## ESTRATTO DELLA PAGINA

■ ■ ■ ■ ■ ■ ■

Il 9 maggio 1978 l'Italia è scossa da uno degli eventi più drammatici della sua storia repubblicana. Il corpo dell'On. Aldo Moro (personaggio a dir poco centrale della politica italiana, a quell'epoca Presidente della D.C.) viene ritrovato a Roma in via Caetani, ucciso dalle Brigate Rosse dopo 55 giorni di prigionia.
Di fronte ad una notizia così eclatante ogni altro avvenimento passa in secondo piano. Ed è così che pochi si accorgono della morte di un giovane (trent'anni all'epoca), i cui poveri resti sono trovati, nella notte fra l'8 e il 9 maggio, straziati da una carica di tritolo posta sui binari della ferrovia Palermo-Trapani.
Quel giovane era Giuseppe "Peppino" Impastato, nato a Cinisi il 5 gennaio 1948, figura "scomoda" del panorama politico di Cinisi (provincia di Palermo), da anni impegnato in prima linea nella lotta contro gli abusi e le speculazioni di stampo mafioso che inquinavano la vita del suo paese.

■ ■ ■ ■ ■ ■ ■

[Estratti da dati di annotazione per punti]
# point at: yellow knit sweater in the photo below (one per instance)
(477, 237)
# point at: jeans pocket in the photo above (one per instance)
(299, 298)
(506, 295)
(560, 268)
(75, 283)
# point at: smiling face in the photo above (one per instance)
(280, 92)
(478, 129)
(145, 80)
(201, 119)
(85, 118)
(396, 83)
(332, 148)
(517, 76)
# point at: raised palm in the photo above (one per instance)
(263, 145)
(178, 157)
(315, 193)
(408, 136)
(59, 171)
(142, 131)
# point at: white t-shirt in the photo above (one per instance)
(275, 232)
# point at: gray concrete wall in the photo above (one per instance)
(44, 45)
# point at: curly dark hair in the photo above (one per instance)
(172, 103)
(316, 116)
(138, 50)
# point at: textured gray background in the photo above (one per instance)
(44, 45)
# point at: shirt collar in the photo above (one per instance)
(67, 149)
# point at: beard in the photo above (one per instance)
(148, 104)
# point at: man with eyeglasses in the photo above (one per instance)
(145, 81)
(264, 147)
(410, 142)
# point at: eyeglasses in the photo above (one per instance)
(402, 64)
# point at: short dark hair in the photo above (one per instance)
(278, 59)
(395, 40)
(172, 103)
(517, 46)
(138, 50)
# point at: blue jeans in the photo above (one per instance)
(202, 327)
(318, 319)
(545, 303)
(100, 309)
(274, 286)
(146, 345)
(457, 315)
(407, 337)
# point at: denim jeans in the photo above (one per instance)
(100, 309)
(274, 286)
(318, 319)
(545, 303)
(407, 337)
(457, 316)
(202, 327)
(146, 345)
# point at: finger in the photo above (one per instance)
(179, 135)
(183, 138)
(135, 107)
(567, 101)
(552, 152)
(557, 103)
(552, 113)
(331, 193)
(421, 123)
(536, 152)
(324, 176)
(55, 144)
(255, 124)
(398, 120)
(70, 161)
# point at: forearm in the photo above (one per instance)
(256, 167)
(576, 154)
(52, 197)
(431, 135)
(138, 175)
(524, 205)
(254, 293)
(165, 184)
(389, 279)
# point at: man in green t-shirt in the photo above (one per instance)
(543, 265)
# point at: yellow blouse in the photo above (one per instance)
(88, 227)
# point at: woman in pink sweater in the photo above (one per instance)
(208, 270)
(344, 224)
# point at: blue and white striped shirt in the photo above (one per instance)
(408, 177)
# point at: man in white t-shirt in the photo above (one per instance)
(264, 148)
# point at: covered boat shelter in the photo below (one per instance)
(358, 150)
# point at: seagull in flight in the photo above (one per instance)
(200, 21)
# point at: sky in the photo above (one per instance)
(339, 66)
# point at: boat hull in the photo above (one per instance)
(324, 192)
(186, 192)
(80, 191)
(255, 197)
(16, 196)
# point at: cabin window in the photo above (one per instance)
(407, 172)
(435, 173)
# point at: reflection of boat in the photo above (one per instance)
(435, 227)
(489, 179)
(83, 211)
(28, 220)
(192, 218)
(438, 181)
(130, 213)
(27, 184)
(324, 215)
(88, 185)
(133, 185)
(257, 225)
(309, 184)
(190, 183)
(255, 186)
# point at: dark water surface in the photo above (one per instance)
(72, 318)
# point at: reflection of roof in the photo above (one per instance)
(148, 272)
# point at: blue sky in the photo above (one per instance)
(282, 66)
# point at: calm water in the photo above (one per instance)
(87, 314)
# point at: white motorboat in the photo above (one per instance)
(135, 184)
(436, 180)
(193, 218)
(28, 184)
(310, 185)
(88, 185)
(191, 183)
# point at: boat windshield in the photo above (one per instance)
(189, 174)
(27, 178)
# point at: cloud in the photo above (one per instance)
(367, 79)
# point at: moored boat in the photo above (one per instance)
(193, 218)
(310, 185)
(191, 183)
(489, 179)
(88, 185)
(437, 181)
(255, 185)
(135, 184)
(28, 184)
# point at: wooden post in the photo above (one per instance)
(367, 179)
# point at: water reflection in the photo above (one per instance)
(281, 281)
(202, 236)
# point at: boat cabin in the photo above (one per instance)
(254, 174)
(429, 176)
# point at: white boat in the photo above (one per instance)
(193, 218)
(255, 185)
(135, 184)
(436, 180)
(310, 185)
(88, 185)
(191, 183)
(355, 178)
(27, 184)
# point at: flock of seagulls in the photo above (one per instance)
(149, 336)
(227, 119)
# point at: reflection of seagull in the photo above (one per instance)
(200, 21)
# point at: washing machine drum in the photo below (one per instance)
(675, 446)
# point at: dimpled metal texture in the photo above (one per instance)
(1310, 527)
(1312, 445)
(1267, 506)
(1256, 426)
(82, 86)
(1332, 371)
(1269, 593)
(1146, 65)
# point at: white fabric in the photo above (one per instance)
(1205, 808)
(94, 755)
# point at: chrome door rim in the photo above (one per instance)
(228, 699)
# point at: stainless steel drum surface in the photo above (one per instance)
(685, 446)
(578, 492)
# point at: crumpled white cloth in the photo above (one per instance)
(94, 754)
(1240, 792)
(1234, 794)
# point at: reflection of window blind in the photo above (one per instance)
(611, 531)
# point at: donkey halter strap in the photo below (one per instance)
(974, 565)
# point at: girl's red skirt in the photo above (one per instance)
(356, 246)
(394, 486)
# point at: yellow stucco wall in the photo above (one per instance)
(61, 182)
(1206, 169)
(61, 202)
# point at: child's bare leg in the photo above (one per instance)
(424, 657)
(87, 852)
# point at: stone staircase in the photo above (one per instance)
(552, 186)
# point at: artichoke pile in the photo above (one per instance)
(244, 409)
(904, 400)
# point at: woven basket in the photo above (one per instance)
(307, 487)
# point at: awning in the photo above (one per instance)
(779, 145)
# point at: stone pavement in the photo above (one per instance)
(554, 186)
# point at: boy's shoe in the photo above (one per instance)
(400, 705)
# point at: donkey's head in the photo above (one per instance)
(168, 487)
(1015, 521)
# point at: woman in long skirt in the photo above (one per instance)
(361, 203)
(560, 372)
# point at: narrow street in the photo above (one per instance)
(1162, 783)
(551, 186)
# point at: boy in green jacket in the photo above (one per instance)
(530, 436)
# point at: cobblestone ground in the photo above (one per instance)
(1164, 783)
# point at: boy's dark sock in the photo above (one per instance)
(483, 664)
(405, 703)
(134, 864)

■ ■ ■ ■ ■ ■ ■

## COMPITI
A) Stampa la parte del testo su Peppino Impastato che inizia con "Quel giovane era" e finisce con "del suo paese.".
B) Rispondi a queste domande sul testo su Peppino Impastato:
(i) In quale via di Roma viene ritrovato il corpo di Aldo Moro?
(ii) Lungo quale linea ferroviaria sono trovati i resti del giovane?
(iii) In quale giorno è nato Peppino Impastato?
C) Continua il testo su Peppino Impastato a partire dall'ultima frase riportata.

## RISPOSTE PER COMPITO
A)
Quel giovane era Giuseppe "Peppino" Impastato, nato a Cinisi il 5 gennaio 1948, figura "scomoda" del panorama politico di Cinisi (provincia di Palermo), da anni impegnato in prima linea nella lotta contro gli abusi e le speculazioni di stampo mafioso che inquinavano la vita del suo paese.

B)
(i) In via Caetani.
(ii) Lungo la ferrovia Palermo-Trapani.
(iii) Il 5 gennaio 1948.

C)
In un primo tempo le indagini si indirizzarono verso un attentato terroristico mal riuscito o verso un suicidio "esibizionista". Solo con il duro impegno del fratello Giovanni e della madre Felicia, dei compagni di Radio Aut, e del Centro Siciliano di Documentazione (che successivamente venne intitolato proprio a Peppino Impastato) si arrivò lentamente e con molti, troppi anni di ritardo alla verità. Peppino fu ucciso dalla mafia, che ormai trovava intollerabili gli attacchi che quel ragazzo portava all'organizzazione (che proprio in quegli anni cercava di ampliare i propri traffici, adattandoli ad una realtà che andava mutando anche in Sicilia, abbandonando un modello economico prettamente rurale) e che probabilmente riteneva inaccettabile che Peppino venisse eletto nel Consiglio Comunale di Cinisi nelle imminenti elezioni amministrative (il 14 maggio Peppino venne simbolicamente eletto con 264 voti di preferenza, ed a Cinisi Democrazia Proletaria, nella cui lista si era presentato, raggiunse il 6% dei voti).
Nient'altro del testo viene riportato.